Aim 1
Reproduce the passage of the Excel course notes starting at "Having said that, Excel" and ending at "large joins efficient.", word for word.
Aim 2
Continue the Excel course notes from the point where they stop, keeping to their subject and manner.

Extract provided
* Start *

Data Wrangling Course

James Howison's Data Wrangling course from the Information School at the University of Texas at Austin.

Data Wrangling: Excel Queries

Excel is a powerful tool; you can do many of the same things we’ve been doing in SQL in Excel. I used to claim that there were things that you couldn’t do, but I was always shown to be wrong by someone!

Having said that, Excel does things differently than SQL and definitely has trouble with lots of data. That is for two reasons

First, Excel always shows all the data, so it all has to be in the computer’s active memory (RAM), whereas SQL keeps things on disk. That can make things like scrolling through the data slow and laggy.

Second, Excel doesn’t have some of the advanced algorithms that make large joins efficient.

Excel for tabular data.

Excel arranges data in rows and columns, just like SQL. However, the columns are not like fields in SQL in that they are not “strongly typed” (meaning that you could have regular text in a column right above a date or a number) and the structure of columns and rows is not tightly enforced (you could have one row iwth 5 columns and the next row having only 3, or a “table” with lots of footnotes or even multiple tables per worksheet).

In fact it’s better to think of Excel in its default state as closer to a word processor (like Word) using fancy tables (which is not to say that you can’t change the defaults to enforce datatypes, just that the defaults are not like that).

Excel also doesn’t have a strong concept of a row that groups the elements together. So it’s possible to end up moving data in a field to a different row, something that sometimes happens accidentally. In a sheet that has people, their names and their ages, you might end up swapping one person’s “age” with another person, not typically something you want to do!

* End *

(Pointing records for named objects)
* Start *

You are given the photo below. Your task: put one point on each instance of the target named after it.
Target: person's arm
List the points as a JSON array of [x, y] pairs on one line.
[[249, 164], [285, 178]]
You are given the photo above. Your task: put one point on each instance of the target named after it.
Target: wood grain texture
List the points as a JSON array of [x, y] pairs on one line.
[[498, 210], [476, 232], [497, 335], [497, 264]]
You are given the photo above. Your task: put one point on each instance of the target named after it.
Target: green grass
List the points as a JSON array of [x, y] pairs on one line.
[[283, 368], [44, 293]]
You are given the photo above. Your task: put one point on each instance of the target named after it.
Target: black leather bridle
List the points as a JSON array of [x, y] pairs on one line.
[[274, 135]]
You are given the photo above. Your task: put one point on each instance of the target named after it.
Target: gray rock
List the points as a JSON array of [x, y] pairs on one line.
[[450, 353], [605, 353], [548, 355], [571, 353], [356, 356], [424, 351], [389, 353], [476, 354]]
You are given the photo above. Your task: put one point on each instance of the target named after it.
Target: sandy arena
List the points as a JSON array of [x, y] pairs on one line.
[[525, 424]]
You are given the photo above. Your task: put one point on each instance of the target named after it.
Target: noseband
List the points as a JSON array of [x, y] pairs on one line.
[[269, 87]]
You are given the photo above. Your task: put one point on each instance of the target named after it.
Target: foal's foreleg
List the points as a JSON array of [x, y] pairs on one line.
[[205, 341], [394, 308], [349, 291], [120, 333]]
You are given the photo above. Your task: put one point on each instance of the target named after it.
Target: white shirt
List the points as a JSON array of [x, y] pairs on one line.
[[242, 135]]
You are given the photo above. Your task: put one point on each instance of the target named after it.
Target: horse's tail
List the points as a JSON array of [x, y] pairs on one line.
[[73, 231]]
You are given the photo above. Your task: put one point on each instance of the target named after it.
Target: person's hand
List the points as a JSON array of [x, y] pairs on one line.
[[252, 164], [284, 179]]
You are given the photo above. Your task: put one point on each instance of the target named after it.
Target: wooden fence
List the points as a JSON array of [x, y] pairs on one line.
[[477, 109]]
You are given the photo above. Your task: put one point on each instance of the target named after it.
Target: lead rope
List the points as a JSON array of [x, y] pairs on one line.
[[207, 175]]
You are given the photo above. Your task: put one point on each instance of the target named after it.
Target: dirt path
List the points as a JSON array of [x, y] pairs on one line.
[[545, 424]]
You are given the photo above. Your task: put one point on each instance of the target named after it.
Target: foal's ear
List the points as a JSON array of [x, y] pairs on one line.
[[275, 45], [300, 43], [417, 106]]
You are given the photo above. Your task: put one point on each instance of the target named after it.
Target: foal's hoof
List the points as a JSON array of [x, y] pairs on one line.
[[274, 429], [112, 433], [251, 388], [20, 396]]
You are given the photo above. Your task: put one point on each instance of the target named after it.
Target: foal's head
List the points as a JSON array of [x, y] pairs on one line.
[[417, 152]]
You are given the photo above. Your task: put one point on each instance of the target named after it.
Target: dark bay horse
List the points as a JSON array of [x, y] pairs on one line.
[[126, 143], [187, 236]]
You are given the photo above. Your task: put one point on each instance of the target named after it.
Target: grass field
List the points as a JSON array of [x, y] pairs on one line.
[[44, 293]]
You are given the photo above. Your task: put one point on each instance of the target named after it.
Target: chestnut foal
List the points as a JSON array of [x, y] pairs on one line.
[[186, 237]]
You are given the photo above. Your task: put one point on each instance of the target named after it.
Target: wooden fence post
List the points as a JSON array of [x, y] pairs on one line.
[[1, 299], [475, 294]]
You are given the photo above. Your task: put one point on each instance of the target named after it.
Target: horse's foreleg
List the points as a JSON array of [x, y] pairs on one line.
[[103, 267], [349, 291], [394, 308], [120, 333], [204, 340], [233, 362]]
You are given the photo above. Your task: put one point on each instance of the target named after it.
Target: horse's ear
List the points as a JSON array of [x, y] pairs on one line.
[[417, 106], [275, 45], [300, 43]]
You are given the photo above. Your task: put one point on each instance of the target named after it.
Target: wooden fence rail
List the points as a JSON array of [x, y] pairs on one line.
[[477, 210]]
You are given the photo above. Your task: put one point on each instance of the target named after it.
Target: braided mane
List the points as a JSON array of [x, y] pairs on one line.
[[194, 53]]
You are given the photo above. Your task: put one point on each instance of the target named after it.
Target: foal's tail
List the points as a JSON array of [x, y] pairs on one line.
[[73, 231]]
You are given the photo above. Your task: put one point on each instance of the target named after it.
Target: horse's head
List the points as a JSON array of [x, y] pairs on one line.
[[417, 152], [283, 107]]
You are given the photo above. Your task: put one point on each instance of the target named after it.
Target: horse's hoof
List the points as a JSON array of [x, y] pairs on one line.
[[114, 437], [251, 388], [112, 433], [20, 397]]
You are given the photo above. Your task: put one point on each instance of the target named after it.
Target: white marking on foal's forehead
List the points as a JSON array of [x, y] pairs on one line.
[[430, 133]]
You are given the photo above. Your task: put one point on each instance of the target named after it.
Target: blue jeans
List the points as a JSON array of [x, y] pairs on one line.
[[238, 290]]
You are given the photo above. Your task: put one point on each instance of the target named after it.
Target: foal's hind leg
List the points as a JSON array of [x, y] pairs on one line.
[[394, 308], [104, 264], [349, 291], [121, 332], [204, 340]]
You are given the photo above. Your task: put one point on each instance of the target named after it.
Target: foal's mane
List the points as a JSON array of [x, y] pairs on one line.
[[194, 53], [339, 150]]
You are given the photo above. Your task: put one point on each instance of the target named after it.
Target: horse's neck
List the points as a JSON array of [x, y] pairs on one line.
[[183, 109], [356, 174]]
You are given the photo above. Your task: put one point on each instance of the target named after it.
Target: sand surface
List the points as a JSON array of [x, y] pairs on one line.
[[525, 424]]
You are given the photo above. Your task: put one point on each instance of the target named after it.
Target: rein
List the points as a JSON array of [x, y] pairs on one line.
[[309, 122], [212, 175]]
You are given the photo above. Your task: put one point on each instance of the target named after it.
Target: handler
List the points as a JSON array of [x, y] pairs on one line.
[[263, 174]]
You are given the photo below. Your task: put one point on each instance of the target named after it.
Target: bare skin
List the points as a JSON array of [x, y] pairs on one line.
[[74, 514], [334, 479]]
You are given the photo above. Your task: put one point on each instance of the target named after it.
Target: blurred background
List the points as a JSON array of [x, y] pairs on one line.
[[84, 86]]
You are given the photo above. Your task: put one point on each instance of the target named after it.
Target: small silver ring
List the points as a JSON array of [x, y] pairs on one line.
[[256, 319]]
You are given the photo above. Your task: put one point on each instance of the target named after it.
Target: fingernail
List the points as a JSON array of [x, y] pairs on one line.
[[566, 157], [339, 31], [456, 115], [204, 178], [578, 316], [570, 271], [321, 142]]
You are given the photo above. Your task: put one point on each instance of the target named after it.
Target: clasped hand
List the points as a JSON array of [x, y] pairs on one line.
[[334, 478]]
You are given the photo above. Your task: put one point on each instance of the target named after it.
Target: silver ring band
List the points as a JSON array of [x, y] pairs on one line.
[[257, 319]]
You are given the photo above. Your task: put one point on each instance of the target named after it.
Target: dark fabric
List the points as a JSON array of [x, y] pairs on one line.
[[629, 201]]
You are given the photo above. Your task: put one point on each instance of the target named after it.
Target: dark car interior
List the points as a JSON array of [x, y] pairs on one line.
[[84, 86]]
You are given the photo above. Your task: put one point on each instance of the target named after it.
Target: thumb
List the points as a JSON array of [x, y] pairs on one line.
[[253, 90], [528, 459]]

* End *

Reply 1
Having said that, Excel does things differently than SQL and definitely has trouble with lots of data. That is for two reasons

First, Excel always shows all the data, so it all has to be in the computer’s active memory (RAM), whereas SQL keeps things on disk. That can make things like scrolling through the data slow and laggy.

Second, Excel doesn’t have some of the advanced algorithms that make large joins efficient.

Reply 2
Excel allows multiple “Worksheets.” These are used like tabs in a browser; they can hold separate data, but can also hold user interface elements, like graphs or even laid-out text. So you can sometimes think of worksheets as like different tables in SQL, but keep in mind that while they can work like that, they don’t always.

Almost all we’re going to explore in Excel relies on having data set up as tabular data, very similar to tables in SQL: columns (with headers) and rows of data, each row representing a different record (or instance of an Entity).

Sorting and Filtering

When you have an excel sheet set up with data in columns and rows, you can do sorting and filtering, just as we did in SQL.

Sorting requires selecting the data first. Be careful here as it’s possible to select only a subset of the data, leaving parts of it unsorted (if you leave off rows), or breaking up rows (if you leave off columns). I typically either select the whole sheet (clicking in the upper left hand corner of the worksheet, see the little triangle thing?) or select the columns I want to sort by clicking on the column headers and dragging across.

You can then choose Data -> Sort from the menus. Be sure to check “My list has headers”. The sort panel looks like this (I’ve clicked in the Column column). You can sort by multiple columns (just like ORDER BY two fields) by clicking the + symbol and adding a second sort condition.

Filtering

Filtering is Excel’s equivalent to conditions in SQL’s WHERE which just knock out rows like venues.name = "BMI". Filters hide rows.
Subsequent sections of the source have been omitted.